> _TASK PROMPT_
Copy out every line of the records where the string "target" occurs.

> _EXERCISE MATERIAL_
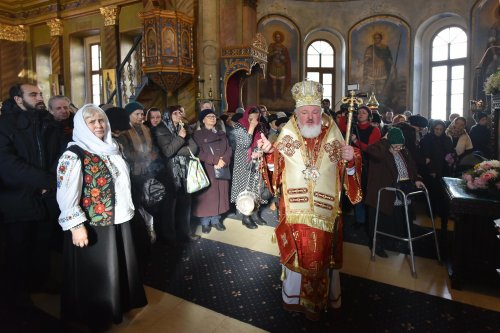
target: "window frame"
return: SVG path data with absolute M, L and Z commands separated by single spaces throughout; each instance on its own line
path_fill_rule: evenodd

--

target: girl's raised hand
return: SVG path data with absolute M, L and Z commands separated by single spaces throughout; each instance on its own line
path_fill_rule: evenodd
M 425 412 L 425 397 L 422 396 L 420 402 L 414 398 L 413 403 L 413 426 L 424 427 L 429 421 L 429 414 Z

> _ANSWER_
target: "window frame"
target: girl's raised hand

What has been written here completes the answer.